▶ [WRITTEN REQUEST]:
Return the lines below word for word, starting at the very beginning of the entries and ending with the line that contains "Target: pink blossom", both included. Leave the pictures out of your answer.

++++ INPUT FOR THIS TASK

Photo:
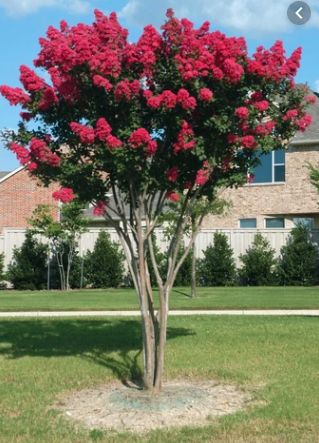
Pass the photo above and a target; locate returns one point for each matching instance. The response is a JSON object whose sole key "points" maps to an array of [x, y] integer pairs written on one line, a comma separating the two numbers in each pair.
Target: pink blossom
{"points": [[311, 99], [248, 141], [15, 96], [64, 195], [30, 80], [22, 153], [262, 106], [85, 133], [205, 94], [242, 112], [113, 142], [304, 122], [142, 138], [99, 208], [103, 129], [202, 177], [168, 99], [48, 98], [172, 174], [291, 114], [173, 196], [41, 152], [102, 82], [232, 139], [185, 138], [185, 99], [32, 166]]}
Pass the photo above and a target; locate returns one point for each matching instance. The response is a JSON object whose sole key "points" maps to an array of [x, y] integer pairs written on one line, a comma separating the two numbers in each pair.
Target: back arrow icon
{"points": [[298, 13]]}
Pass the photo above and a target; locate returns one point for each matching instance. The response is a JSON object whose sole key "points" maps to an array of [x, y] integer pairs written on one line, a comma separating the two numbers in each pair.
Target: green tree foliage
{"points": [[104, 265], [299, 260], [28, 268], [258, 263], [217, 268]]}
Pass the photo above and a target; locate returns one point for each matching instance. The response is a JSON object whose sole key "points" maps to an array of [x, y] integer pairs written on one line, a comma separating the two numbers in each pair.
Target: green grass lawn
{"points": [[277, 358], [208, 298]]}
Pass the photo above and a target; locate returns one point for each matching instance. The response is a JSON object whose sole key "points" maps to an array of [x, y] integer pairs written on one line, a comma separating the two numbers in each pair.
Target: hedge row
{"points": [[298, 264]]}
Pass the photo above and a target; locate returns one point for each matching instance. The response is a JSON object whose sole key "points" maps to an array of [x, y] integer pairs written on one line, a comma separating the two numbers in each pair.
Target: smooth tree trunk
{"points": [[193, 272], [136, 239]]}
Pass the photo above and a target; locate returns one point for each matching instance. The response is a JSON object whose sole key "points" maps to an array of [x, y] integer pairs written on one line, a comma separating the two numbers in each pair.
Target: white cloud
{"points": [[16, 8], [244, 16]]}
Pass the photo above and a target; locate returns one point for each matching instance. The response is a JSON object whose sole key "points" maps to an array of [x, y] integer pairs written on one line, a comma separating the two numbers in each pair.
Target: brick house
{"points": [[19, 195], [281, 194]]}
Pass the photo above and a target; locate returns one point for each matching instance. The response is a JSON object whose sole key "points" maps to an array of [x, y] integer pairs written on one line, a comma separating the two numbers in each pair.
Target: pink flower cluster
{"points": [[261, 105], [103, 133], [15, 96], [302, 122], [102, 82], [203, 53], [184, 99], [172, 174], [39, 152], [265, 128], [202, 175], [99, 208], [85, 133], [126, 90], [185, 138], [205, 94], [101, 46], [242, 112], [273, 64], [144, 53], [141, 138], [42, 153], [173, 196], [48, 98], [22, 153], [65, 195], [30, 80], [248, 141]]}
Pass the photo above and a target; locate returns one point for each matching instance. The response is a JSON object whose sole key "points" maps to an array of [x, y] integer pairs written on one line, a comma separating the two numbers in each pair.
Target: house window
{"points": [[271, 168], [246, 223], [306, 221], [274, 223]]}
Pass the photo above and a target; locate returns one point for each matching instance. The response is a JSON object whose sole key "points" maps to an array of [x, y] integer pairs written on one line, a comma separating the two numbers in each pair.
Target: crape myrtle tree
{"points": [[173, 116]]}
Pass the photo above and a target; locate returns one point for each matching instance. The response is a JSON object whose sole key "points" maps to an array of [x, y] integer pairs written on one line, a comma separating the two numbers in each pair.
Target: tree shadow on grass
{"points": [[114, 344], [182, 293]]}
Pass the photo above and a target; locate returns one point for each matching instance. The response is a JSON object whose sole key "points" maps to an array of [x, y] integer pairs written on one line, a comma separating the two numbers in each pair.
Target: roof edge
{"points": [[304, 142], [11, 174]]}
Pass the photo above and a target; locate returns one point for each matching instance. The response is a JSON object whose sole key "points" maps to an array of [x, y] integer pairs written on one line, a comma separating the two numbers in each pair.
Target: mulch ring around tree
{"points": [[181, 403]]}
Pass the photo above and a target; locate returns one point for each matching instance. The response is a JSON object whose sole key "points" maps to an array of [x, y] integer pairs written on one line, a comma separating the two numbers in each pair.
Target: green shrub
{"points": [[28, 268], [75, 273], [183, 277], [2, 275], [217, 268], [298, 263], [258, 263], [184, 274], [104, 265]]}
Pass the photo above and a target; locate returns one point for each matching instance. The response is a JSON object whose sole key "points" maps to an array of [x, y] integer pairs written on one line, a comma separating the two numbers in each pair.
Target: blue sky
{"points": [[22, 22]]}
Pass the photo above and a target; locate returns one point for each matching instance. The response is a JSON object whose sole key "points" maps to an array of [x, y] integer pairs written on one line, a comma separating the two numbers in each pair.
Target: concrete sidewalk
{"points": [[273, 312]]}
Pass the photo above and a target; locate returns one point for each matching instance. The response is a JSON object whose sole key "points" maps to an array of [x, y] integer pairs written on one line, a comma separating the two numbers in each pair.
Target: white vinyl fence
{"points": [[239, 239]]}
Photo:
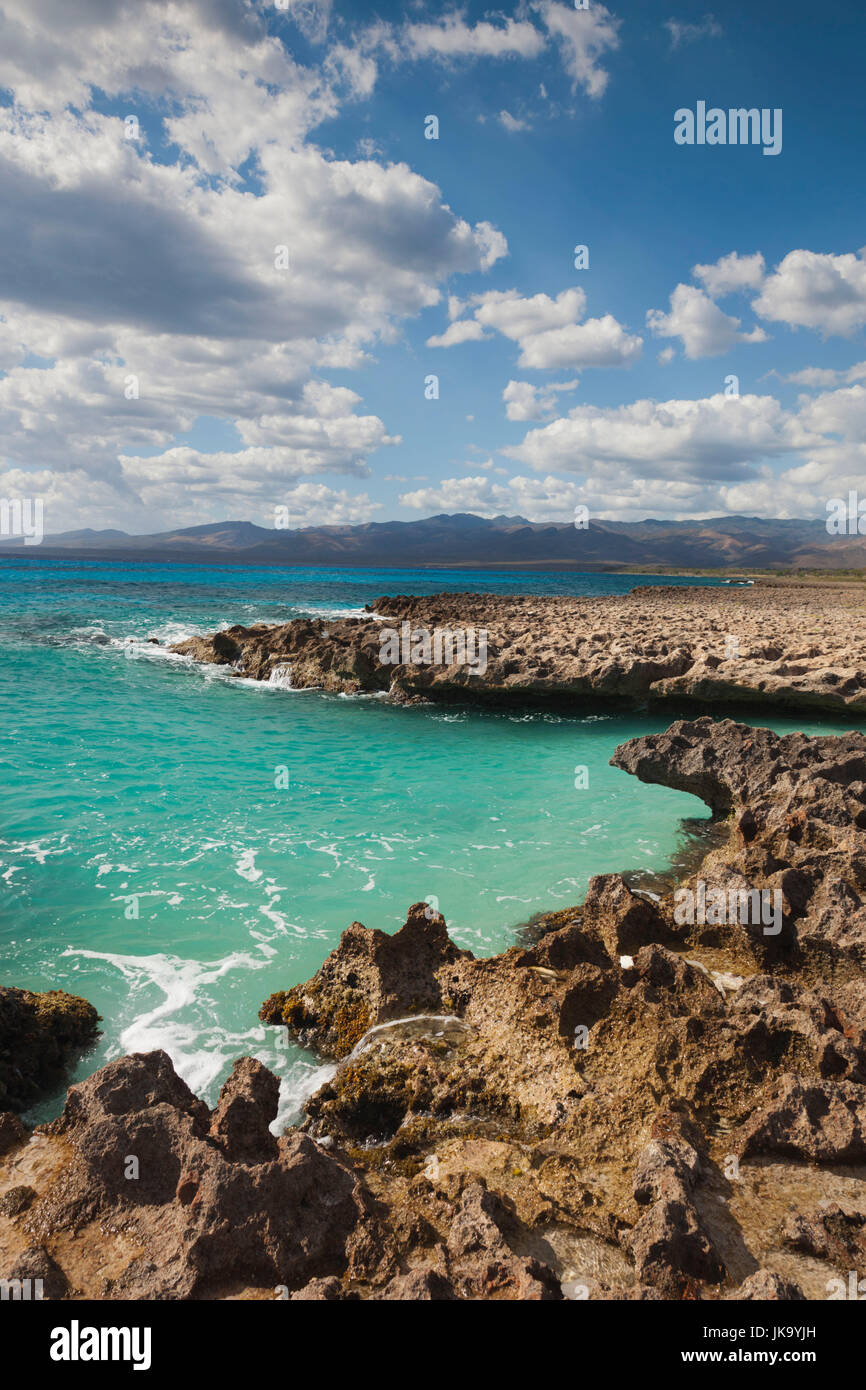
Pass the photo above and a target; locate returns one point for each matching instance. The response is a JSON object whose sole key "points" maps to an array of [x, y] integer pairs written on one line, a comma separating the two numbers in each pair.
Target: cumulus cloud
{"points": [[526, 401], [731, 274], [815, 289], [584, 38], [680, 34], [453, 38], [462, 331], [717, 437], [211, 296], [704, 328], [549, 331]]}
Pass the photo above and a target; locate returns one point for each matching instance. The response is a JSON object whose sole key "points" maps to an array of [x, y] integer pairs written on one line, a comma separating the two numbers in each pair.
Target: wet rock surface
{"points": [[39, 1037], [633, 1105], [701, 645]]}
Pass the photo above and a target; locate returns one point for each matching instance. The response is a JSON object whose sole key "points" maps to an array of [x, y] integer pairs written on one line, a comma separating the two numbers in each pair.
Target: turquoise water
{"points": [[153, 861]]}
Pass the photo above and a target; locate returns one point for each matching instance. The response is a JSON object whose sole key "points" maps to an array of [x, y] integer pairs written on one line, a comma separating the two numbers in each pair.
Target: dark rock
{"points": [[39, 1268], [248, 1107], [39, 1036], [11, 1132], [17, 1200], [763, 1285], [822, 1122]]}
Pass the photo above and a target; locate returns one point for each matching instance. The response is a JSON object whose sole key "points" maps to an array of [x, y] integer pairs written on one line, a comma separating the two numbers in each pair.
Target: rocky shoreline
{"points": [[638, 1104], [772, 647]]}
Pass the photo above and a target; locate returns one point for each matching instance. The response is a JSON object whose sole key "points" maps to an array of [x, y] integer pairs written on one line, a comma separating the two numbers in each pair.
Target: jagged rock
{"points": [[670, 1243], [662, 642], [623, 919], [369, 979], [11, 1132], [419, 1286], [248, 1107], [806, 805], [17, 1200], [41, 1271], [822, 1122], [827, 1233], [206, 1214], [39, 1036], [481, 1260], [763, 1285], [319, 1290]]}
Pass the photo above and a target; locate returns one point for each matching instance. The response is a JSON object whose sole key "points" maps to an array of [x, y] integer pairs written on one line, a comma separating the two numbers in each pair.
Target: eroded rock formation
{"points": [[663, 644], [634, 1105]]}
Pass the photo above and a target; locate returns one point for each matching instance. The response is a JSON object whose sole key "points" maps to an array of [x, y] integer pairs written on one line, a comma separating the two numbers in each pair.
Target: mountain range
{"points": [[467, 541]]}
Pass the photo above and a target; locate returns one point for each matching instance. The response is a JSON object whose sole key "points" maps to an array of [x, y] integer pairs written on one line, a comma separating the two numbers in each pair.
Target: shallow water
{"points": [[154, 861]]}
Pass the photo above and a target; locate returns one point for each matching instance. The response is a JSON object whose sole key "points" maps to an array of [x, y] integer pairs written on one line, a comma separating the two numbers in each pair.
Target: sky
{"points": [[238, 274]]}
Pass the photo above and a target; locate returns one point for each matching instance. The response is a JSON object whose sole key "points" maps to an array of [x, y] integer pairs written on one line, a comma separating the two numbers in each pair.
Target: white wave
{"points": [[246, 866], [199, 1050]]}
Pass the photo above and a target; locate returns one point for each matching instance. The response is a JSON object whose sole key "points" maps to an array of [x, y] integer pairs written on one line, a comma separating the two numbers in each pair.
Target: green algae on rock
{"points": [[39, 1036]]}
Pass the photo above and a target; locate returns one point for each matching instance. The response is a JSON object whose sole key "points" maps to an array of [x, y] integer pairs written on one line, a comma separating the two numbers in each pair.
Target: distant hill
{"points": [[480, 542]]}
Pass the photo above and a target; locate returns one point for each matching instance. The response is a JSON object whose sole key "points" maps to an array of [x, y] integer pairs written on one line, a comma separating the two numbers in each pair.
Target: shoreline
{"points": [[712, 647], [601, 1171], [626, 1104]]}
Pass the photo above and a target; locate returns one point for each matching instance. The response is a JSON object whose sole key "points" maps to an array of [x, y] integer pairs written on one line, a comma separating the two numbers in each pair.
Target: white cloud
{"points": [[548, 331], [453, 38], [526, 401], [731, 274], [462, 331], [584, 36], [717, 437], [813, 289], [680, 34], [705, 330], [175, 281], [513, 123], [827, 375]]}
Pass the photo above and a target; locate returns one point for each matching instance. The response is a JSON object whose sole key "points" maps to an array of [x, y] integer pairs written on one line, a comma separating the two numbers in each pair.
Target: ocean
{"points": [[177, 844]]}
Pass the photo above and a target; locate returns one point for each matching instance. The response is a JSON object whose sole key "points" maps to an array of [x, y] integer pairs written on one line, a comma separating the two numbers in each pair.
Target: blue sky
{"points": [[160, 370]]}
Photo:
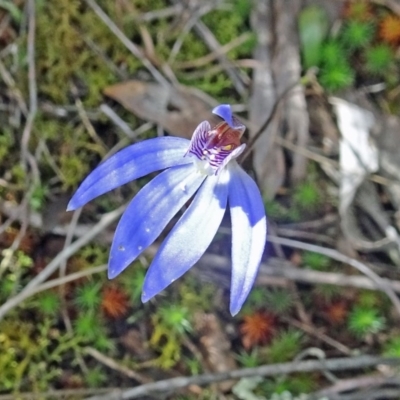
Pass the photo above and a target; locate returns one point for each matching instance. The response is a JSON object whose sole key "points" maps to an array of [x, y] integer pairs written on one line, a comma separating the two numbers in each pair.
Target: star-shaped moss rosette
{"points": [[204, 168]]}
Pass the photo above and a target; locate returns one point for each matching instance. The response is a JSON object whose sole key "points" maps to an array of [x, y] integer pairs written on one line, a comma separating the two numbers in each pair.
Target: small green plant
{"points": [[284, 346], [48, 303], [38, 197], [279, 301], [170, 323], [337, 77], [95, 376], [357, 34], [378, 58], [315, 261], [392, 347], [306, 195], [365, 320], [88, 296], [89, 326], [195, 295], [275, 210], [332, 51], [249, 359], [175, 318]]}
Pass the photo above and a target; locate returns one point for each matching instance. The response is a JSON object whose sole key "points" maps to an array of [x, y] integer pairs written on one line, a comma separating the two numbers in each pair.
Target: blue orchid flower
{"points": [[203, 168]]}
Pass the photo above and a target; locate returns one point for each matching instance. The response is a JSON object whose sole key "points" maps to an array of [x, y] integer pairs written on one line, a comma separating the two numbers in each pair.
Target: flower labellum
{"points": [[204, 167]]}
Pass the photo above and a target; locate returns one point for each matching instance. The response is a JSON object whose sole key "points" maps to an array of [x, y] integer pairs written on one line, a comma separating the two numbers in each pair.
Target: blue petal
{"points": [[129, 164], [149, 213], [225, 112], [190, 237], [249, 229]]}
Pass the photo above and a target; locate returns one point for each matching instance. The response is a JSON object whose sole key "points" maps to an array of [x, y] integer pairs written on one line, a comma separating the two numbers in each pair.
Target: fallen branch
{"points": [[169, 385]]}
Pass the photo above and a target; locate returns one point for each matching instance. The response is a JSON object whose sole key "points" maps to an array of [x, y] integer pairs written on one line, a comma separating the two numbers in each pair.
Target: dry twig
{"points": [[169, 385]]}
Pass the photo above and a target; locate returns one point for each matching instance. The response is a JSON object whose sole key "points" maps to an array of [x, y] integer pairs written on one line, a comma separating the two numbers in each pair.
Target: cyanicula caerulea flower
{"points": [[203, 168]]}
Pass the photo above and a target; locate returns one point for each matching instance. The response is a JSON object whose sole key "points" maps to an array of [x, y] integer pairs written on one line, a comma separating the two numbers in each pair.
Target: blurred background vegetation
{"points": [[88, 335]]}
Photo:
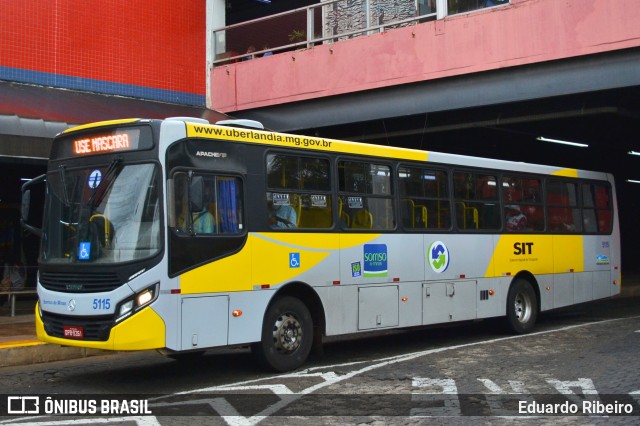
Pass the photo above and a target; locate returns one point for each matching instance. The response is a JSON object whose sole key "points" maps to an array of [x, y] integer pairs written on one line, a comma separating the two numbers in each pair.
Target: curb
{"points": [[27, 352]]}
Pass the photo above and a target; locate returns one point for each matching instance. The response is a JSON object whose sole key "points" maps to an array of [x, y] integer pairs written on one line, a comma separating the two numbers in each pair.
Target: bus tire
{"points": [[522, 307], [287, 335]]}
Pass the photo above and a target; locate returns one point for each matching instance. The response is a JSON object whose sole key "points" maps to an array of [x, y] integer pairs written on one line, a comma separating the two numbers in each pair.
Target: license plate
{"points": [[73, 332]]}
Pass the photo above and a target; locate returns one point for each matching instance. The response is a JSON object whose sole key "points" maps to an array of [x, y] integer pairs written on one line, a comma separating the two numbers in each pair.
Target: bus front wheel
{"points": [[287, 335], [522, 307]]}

++++++++

▶ [TASK SOLUTION]:
Photo:
Pass the photo above and a target; locate returns one point for each matching instance. The response is a JSON object whose sole key "points" maps to an array of [x, y] integer pairs written on one line, a comma separating the two numbers in each pair.
Target: pink blossom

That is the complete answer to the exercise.